Selected text:

My prediction: this will look basically exactly like Visual Basic in the late 90s. VB was also heralded as "non-expert programmers can make apps just by drag and drop!" I actually think VB was a great product, the problem was most VB programmers were not, so VB apps took on a very negative connotation: like you could tell it was coded by a "VB coder", so you expected it to suck.

janalsncm

I recently used lovable to create the scaffolding for an app. It did a great job, far better than I expected.

However, it also squishes everything into one JS file, making it unwieldy for anything moderately complex. After I fell off the happy path (integrating onnx was basically impossible), I had to spend a fair amount of time reworking it.

I’m probably not the target audience though. And I got the end result faster than I would’ve, and it’s better looking.

mrkramer

Is there really a reason why should I pay for vibe coding apps like this when I can vibe code for free and unlimited with Google's Gemini?

Information given:
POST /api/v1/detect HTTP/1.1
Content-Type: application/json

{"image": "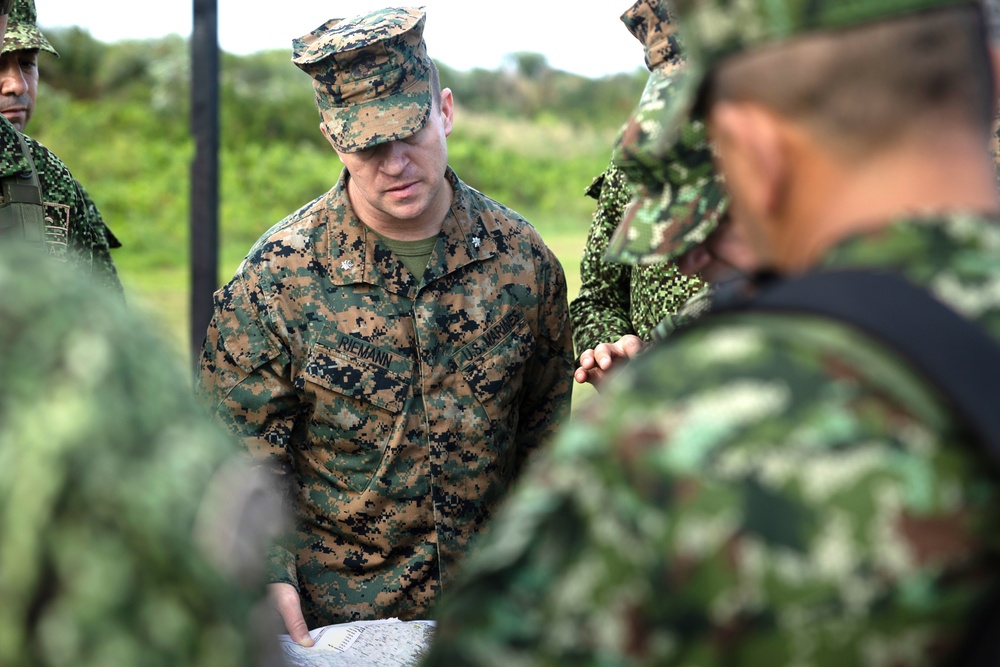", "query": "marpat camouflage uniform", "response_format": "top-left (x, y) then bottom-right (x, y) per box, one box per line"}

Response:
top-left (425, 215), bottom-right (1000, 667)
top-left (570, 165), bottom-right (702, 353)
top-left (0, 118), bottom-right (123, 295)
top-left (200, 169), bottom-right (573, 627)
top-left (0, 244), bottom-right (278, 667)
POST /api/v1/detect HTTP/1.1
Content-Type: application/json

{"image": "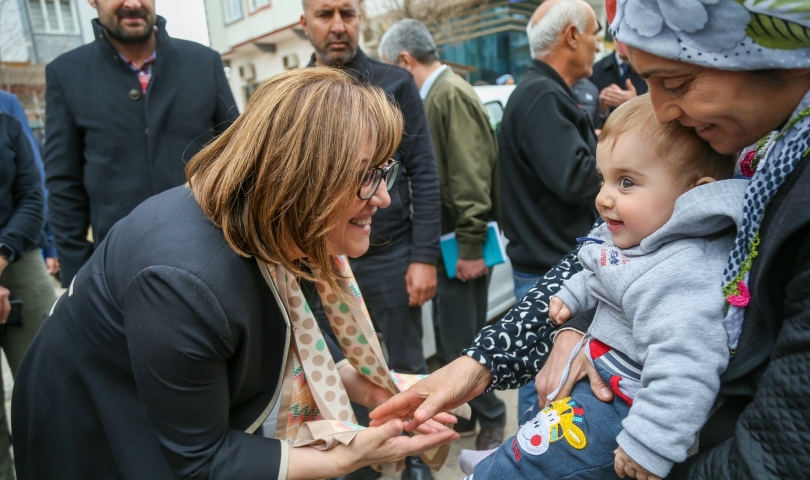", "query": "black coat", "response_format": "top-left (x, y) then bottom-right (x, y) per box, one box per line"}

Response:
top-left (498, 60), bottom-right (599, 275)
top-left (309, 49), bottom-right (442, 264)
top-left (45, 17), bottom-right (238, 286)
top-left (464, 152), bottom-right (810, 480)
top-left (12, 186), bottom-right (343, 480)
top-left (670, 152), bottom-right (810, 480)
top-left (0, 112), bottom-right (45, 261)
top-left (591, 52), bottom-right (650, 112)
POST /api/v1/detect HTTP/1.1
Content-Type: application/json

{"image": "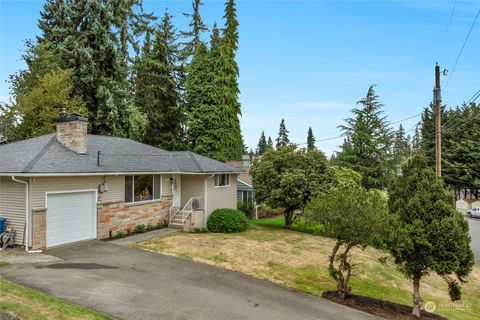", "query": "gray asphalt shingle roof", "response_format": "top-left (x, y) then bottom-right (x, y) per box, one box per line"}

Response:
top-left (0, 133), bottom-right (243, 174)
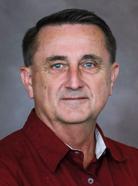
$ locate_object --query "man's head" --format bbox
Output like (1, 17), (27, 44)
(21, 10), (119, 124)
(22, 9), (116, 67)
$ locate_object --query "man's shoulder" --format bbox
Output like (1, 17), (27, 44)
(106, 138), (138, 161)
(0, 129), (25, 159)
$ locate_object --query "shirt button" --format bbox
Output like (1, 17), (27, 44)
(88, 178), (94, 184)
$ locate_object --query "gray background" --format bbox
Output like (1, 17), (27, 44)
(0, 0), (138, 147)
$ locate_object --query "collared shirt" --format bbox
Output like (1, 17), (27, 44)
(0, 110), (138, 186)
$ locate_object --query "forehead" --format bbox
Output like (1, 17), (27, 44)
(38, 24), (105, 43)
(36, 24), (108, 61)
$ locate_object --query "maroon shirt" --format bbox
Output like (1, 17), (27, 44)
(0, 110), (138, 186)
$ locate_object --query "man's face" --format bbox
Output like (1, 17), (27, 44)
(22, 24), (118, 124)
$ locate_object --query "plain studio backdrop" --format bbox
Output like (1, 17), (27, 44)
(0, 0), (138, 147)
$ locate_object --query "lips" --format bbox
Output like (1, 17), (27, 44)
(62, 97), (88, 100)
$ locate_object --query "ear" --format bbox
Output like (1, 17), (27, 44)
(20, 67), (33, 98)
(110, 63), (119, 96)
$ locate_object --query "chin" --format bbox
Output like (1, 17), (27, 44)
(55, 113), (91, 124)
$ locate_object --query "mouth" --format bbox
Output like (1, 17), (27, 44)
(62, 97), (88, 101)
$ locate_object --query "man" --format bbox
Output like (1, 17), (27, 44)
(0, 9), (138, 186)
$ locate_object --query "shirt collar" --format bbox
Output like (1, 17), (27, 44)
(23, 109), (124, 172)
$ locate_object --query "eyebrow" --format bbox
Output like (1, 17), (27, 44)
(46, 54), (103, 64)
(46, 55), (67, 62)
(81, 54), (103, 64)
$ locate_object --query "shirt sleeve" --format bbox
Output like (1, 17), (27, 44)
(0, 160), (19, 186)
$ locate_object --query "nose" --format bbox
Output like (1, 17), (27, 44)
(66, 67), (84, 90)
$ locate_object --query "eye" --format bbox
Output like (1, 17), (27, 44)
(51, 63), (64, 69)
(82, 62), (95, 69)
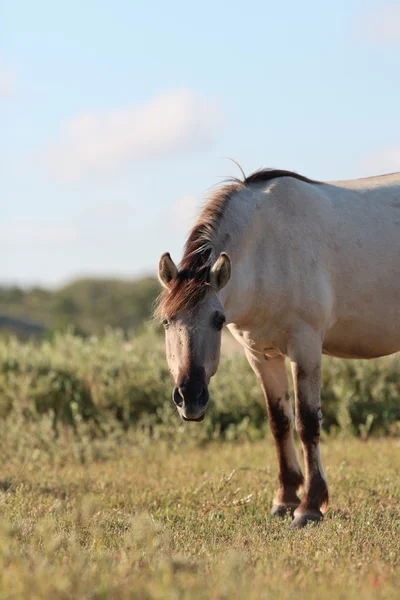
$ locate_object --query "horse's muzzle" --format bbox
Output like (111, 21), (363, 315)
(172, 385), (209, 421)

--

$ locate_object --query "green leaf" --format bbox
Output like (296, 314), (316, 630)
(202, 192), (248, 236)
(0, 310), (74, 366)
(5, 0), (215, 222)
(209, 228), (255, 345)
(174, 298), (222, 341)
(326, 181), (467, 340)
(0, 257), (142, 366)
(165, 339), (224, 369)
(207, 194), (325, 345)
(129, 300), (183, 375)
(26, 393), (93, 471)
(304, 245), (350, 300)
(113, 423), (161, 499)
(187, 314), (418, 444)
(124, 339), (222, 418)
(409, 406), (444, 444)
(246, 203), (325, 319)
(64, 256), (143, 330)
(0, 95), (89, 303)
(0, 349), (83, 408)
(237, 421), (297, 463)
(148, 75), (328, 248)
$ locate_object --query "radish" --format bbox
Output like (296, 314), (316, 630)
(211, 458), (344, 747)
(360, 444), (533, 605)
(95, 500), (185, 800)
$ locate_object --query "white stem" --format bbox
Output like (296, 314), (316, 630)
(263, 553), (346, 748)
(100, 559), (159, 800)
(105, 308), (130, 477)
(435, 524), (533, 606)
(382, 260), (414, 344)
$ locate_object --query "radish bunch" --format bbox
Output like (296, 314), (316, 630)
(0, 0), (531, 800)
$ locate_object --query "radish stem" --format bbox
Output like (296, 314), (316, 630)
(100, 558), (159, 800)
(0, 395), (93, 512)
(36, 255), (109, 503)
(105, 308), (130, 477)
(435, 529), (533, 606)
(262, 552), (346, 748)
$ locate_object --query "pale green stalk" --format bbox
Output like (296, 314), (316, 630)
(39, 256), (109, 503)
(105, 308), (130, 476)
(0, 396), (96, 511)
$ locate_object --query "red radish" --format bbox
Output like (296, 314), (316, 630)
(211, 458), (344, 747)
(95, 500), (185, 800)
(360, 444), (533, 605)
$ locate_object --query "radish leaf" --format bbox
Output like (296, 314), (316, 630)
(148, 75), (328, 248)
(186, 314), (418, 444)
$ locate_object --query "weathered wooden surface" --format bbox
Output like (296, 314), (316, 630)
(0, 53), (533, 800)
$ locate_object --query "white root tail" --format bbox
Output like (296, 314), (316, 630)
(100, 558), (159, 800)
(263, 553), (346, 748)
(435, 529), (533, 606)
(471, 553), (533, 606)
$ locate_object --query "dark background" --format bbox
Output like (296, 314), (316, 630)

Problem A: In the discussion of vibe coding tools, what does lovable do with the app's code that makes it unwieldy for anything moderately complex?
Problem B: Carry on the discussion of vibe coding tools from its last sentence.
The records come from a source unrelated to the text.

Expected answer A: It squishes everything into one JS file.

Expected answer B:
b0a04gl

i see one crazy real leverage: every prototype built here is a frozen snapshot of someone's product thinking in motion. like u can literally watch how ppl prioritize flows, kill features mid-wireframe, choose friction over flexibility. it’s raw cognitive output

if lovable ever starts versioning those moves, storing reasoning behind edits, even lightly, u got a time-series of product intuition across thousands of users. that’s applied decision memory.

there's a window here to become the place where product sense gets archived and replayed.

orbifold

I think what current agent's are missing is taste or the ability to tune taste. So capturing taste across many users might be really valuable.

njovin

...and then PM's can have the same wonderful experiences as engineers: finding the exact commit where a major change was made 6+ months ago by a former employee, with a comment like 'updated behavior' that gives zero insight into what led to the change or why it was made.

logifail

> building the software that can build all other software

All other software?

I'm afraid I stopped believing the author at that point...

clvx

I don't think the idea sticks with me. The final products of these services are never reliable.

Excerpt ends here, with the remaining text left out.